* BREVE ESERCIZIO 1: Ripeti esattamente le righe dei record, dalla riga che contiene "Can you find the serrated" fino alla riga che contiene "Target: tomato branch", entrambe incluse.

Dietro la logistica

Cosa sta succedendo, o potrebbe succedere, sul fronte della logistica alessandrina, e soprattutto del Terzo Valico? Se lo stanno chiedendo in diversi, tra gli addetti ai lavori (soprattutto del centro sinistra) dopo le vicende degli ultimi giorni.

Chi conosce un po’ Paolo Filippi, presidente della Provincia di Alessandria, sa che è uomo prudente, e politico navigato. Non il tipo da sfoghi estemporanei insomma, soprattutto a mezzo stampa. Quindi la sua dura presa di posizione dell’altro giorno, dopo l’ipotesi di marcia indietro della Regione Piemonte sulla logistica alessandrina (Slala più retroporto) non va sottovalutata. Anche perché rafforzata di lì a breve da un comunicato del PD alessandrino che ha chiarito ulteriormente, se ce n’era bisogno, come stanno le cose: ossia attenti a tirar troppo la corda, che potrebbe spezzarsi. E, insomma, senza logistica sul nostro territorio, anche il Terzo Valico potrebbe tornare in discussione.

O almeno così è sembrato di capire ad alcuni osservatori, per cui la dietrologia (o dietrologistica, in questo caso?) si è subito sbizzarrita.

A partire dai sostenitori del No Tav, che hanno argomentato il loro punto di vista in merito, del resto già chiaro da tempo. Fino a diversi esponenti del centro sinistra alessandrino e non, che stanno cercando in queste ore di vederci chiaro. Possibile che il PD (a cui il sostegno ufficiale al Terzo valico sta generando non pochi problemi sia sul fronte delle alleanze, sia in termini di consenso tra la popolazione) stia cercando una strada dignitosa per “sfilarsi”, a fronte di una mega opera pubblica che, a parere di molti (noi compresi) genererà costi economici, sociali e ambientali spropositati e “spalmati” su tutta la popolazione, a fronte di benefici certi e garantiti soltanto per i soliti noti?

* RECORD IN INGRESSO:

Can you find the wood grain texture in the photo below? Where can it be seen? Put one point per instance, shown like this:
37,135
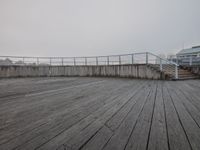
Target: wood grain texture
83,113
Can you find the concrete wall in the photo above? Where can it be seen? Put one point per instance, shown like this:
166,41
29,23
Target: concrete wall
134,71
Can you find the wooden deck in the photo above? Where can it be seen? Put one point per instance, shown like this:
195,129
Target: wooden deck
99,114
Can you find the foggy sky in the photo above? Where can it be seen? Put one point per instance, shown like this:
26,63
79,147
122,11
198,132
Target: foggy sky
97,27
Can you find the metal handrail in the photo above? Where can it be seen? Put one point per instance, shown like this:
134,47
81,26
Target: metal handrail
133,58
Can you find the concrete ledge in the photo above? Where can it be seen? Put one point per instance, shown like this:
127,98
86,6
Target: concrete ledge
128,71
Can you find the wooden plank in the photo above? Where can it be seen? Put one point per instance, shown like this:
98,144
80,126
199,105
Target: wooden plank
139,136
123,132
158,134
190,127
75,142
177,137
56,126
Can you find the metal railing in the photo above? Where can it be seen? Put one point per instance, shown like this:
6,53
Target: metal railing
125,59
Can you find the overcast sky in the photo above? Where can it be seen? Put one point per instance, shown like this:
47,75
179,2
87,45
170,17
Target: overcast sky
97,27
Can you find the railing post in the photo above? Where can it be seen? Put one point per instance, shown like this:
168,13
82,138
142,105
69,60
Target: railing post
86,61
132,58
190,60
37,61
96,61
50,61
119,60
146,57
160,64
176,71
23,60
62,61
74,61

--

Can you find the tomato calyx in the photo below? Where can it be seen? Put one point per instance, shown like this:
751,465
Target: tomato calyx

...

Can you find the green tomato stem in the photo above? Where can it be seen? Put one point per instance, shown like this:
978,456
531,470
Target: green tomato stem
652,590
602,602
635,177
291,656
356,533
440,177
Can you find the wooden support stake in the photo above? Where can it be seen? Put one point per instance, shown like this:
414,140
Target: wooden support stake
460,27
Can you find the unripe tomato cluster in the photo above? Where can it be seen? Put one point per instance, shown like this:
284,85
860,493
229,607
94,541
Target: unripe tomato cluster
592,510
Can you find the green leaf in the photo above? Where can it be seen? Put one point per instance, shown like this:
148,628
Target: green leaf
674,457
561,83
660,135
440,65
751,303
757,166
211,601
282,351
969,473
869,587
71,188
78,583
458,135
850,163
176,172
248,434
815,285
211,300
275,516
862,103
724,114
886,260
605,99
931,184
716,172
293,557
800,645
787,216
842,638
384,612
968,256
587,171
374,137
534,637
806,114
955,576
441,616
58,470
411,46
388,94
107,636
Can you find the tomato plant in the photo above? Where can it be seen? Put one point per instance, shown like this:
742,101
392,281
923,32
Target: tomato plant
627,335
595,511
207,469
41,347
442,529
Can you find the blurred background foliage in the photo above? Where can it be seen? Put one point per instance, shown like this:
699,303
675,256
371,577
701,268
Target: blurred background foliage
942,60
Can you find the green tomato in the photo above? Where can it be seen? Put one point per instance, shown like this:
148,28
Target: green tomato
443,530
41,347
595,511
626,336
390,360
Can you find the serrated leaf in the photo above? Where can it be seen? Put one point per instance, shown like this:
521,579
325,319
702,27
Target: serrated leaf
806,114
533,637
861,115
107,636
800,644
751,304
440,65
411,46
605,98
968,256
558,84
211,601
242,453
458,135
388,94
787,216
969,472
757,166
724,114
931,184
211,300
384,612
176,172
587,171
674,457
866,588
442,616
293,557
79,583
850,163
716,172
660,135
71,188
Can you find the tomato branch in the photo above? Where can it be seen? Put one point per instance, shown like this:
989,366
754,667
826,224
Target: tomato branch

* BREVE ESERCIZIO 2: Trascrivi fedelmente dall'estratto il tratto che va da "Chi conosce un" fino a "è subito sbizzarrita.".

* RISULTATO ESERCIZIO 1:
Can you find the serrated leaf in the photo above? Where can it be seen? Put one point per instance, shown like this:
521,579
325,319
702,27
Target: serrated leaf
806,114
533,637
861,115
107,636
800,644
751,304
440,65
411,46
605,98
968,256
558,84
211,601
242,453
458,135
388,94
787,216
969,472
757,166
724,114
931,184
211,300
384,612
176,172
587,171
674,457
866,588
442,616
293,557
79,583
850,163
716,172
660,135
71,188
Can you find the tomato branch in the photo above? Where can it be seen? Put one point per instance, shown like this:
989,366
754,667
826,224
Target: tomato branch

* RISULTATO ESERCIZIO 2:
Chi conosce un po’ Paolo Filippi, presidente della Provincia di Alessandria, sa che è uomo prudente, e politico navigato. Non il tipo da sfoghi estemporanei insomma, soprattutto a mezzo stampa. Quindi la sua dura presa di posizione dell’altro giorno, dopo l’ipotesi di marcia indietro della Regione Piemonte sulla logistica alessandrina (Slala più retroporto) non va sottovalutata. Anche perché rafforzata di lì a breve da un comunicato del PD alessandrino che ha chiarito ulteriormente, se ce n’era bisogno, come stanno le cose: ossia attenti a tirar troppo la corda, che potrebbe spezzarsi. E, insomma, senza logistica sul nostro territorio, anche il Terzo Valico potrebbe tornare in discussione.

O almeno così è sembrato di capire ad alcuni osservatori, per cui la dietrologia (o dietrologistica, in questo caso?) si è subito sbizzarrita.